====== Text segment

1:49 p.m. EST

MR PRICE: Good afternoon, everyone. Just two very quick things at the top. One, happy Friday to everyone. Number two, we’re sorry for getting started a couple minutes late here. But with that, we will take questions. Operator, do you want to repeat the instructions for questions?

OPERATOR: Sure. And once again, if you have a question, press 1 then 0 at this time.

MR PRICE: We’ll go to the line of Matt Lee.

QUESTION: Hi there. Can you hear me?

MR PRICE: We can.

QUESTION: Happy Friday.

MR PRICE: Happy Friday.

QUESTION: I wanted to ask you – they’re very brief, and I have three separate topics. One, on Burma, are you expecting anything more today or over (inaudible).

MR PRICE: Matt, we may have now lost you. We seem to have lost the line of Matt Lee. I did hear him say – mention Burma, so let me just take the opportunity to say a few words on that topic before we move on.

I would want to reiterate just how appalled we are by the horrific violence that’s been perpetrated against the people of Burma, again in response to nothing other than their peaceful calls to respect their rights and to restore the democratically elected civilian government. We condemn Burmese security forces’ brutal killing of unarmed people, their attacks on journalists and activists, their ongoing unjust detention, including of those journalists.

============

:: Problem requirements ::
Say yes or no to whether each statement agrees with the briefing transcript, and quote the words of the transcript that decide it: (a) The briefing got under way a couple of minutes late. (b) Callers were told to press 1 then 2 to ask a question. (c) Matt Lee said he had two separate topics to raise.

====== Data

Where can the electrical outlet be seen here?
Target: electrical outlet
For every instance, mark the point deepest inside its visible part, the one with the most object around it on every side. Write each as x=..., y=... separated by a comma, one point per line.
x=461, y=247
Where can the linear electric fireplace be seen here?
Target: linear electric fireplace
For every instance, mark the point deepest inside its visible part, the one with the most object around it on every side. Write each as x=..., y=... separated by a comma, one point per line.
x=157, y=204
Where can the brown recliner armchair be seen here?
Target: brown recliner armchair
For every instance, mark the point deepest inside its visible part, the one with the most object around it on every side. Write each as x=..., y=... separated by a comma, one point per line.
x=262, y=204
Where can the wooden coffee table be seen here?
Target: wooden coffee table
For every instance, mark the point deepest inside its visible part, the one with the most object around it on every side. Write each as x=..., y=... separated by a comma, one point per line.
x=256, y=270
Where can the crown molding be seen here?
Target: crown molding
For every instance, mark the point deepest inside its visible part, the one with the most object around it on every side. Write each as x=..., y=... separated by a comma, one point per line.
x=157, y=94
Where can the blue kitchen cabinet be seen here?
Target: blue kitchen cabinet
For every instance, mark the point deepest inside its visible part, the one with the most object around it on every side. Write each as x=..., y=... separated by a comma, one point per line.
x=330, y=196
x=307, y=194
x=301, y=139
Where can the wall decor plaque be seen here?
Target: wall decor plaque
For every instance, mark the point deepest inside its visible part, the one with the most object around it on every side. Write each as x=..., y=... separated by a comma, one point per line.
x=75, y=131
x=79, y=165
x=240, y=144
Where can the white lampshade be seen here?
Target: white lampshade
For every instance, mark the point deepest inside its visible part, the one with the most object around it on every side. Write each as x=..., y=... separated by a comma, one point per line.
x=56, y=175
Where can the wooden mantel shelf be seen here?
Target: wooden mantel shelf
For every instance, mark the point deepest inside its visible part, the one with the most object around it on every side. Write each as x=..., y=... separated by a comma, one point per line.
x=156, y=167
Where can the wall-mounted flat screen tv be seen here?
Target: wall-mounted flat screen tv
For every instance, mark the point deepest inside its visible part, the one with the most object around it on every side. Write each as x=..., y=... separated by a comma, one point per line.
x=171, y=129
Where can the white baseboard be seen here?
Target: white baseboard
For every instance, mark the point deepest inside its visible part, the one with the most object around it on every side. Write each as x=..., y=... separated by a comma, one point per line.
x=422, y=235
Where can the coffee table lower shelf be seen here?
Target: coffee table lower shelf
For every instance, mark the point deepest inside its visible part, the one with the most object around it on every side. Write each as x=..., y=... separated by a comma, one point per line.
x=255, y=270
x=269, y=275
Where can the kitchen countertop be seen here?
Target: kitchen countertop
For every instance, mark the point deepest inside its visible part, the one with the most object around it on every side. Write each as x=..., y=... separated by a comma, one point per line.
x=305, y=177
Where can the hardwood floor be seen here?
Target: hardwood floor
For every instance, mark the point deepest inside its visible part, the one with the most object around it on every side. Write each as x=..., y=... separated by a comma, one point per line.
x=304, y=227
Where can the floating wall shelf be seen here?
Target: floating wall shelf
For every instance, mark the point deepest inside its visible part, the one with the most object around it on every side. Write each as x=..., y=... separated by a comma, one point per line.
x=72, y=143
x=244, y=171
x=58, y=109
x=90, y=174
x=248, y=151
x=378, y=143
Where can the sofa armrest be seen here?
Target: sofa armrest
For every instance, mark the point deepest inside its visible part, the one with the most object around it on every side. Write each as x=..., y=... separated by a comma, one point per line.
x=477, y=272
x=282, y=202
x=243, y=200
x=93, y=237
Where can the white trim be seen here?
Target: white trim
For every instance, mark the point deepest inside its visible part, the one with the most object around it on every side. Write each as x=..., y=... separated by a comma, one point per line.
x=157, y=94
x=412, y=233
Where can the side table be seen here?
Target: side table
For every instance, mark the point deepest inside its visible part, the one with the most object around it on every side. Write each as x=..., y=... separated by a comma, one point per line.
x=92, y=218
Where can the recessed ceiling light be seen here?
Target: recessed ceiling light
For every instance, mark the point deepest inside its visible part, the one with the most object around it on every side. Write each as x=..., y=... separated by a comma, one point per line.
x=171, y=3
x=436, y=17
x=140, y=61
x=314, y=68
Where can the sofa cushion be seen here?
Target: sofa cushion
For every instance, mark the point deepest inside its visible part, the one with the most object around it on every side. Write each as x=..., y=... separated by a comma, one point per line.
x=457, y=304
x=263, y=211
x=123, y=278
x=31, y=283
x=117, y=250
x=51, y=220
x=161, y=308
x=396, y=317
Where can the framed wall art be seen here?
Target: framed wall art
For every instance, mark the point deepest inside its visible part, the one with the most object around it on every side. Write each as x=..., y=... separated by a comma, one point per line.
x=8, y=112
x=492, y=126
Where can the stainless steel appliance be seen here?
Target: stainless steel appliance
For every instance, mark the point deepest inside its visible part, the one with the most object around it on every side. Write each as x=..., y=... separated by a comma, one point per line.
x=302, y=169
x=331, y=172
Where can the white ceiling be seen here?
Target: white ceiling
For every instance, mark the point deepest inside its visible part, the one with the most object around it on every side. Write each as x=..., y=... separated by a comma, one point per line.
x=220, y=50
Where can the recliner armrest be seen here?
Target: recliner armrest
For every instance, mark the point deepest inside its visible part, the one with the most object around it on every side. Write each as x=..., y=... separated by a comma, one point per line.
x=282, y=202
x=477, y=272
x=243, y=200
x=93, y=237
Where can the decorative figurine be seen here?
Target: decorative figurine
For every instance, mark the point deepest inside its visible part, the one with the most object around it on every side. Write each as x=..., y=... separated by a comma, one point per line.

============

:: The reply ::
(a) Yes: "we’re sorry for getting started a couple minutes late here."
(b) No: "press 1 then 0 at this time."
(c) No: "I have three separate topics."